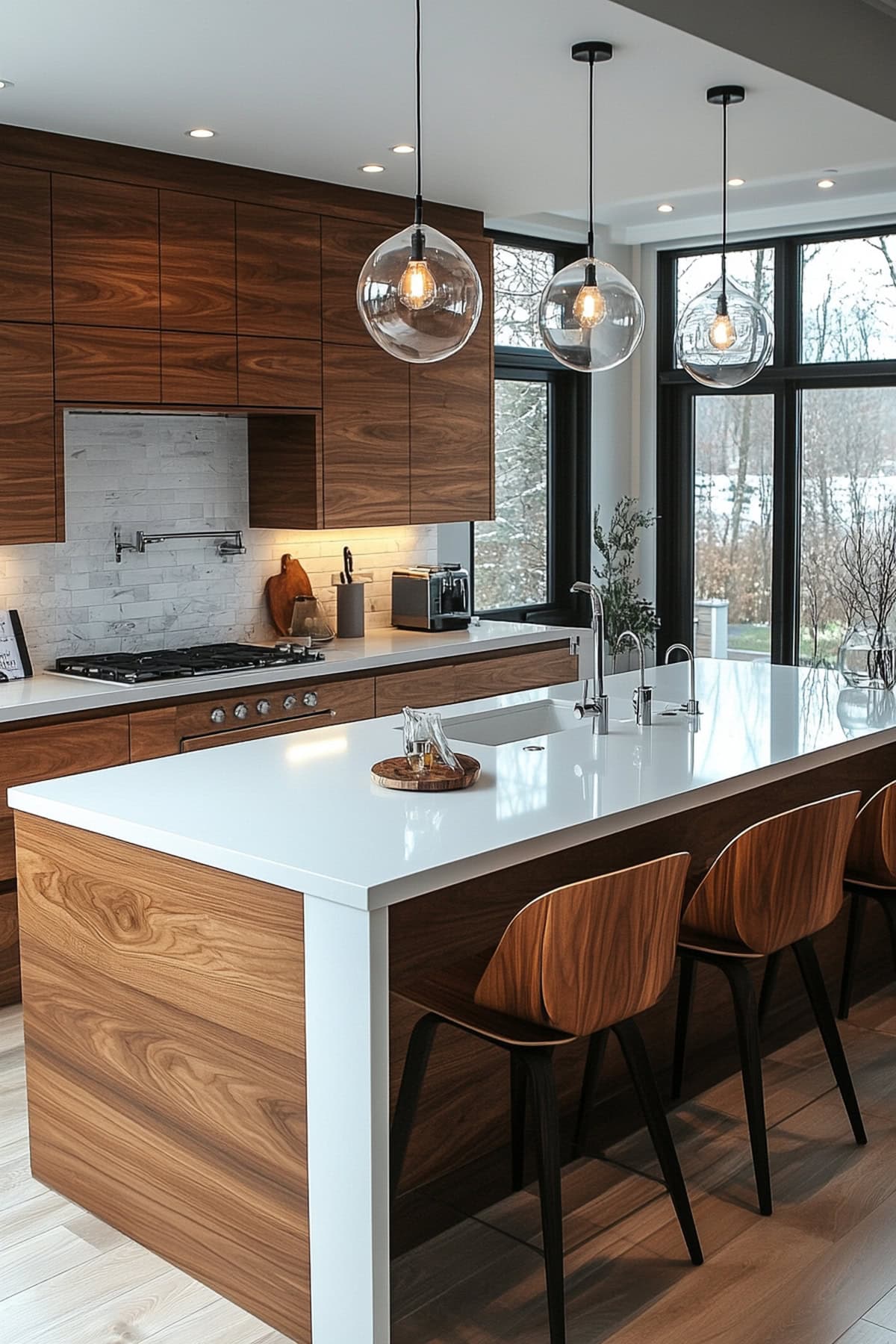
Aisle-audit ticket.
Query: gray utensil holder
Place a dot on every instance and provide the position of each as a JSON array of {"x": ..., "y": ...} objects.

---

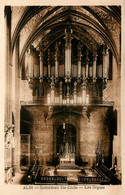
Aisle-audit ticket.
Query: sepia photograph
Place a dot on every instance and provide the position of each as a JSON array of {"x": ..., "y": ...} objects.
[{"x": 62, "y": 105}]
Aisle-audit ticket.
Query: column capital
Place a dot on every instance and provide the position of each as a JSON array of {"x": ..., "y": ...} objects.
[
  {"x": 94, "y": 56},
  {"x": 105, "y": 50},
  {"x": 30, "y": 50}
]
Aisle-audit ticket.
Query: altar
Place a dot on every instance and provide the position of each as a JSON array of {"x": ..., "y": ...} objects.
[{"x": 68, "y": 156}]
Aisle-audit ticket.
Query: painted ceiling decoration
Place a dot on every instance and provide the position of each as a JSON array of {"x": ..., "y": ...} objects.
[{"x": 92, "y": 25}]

--

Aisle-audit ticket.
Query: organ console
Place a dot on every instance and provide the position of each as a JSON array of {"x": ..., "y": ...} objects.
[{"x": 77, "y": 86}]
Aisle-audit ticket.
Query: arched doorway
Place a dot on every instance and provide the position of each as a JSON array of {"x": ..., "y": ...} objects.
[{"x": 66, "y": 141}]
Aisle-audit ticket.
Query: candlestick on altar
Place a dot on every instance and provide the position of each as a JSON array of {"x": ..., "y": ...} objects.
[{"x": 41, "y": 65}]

#### [WORK REQUIRED]
Identify every line in the rows above that contains the word "altar", with case counting, and copy each of those lines.

#### [EXPECTED ANSWER]
Query: altar
Query: candlestick on altar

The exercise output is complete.